• YOUR OBJECTIVE: Skip every line before the one containing "Query: dark hardwood floor", then copy that line and the rest of the entries below exactly, through the last line.

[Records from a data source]
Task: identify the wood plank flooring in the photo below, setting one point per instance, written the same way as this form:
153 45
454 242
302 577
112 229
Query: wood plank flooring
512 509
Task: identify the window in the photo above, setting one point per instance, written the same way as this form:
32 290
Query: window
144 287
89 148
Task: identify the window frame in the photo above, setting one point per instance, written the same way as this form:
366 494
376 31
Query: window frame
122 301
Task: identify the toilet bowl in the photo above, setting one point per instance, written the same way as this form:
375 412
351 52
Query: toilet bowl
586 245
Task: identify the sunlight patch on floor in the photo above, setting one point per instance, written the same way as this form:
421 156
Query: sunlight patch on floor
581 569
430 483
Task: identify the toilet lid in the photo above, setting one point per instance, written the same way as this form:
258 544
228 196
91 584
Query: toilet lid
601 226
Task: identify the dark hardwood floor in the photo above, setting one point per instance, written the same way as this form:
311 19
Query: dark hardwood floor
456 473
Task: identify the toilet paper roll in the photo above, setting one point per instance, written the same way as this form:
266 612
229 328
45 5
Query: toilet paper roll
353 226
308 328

• TASK SOLUTION:
Query: dark hardwood floor
456 473
Task: identify the toilet paper roll in the photo above, setting one point per instance, written the same way as this form:
266 612
229 328
45 5
Query: toilet paper roll
353 226
308 328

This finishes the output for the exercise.